*** Block opens ***

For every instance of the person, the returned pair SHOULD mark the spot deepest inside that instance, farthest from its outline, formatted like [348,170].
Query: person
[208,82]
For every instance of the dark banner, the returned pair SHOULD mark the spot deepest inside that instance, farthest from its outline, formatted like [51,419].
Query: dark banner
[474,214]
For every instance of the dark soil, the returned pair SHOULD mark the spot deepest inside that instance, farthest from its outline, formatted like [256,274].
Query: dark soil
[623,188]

*** Block closes ***
*** Block opens ***

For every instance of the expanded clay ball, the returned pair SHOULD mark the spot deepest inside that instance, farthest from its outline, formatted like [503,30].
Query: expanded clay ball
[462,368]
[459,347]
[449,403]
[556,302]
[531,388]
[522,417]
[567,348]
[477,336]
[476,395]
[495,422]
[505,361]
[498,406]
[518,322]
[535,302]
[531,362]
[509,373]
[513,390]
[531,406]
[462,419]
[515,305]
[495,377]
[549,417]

*** Block closes ***

◆ Work request: Please report every line among the entries that includes "from".

◆ Task response:
For every instance of the person, the returned pair SHOULD mark the spot deepest inside that instance, farthest from its outline, formatted like [348,170].
For every instance of the dark banner, the returned pair SHOULD mark the spot deepest inside that instance, farthest from its outline, formatted like [51,419].
For every instance of the dark soil, the returned pair SHOULD mark the spot deepest inside that instance, farthest from its outline, formatted like [256,274].
For every instance of the expanded clay ball, the returned pair SHOULD mark the spot deepest inside that instance, farthest from its outline, formatted like [503,30].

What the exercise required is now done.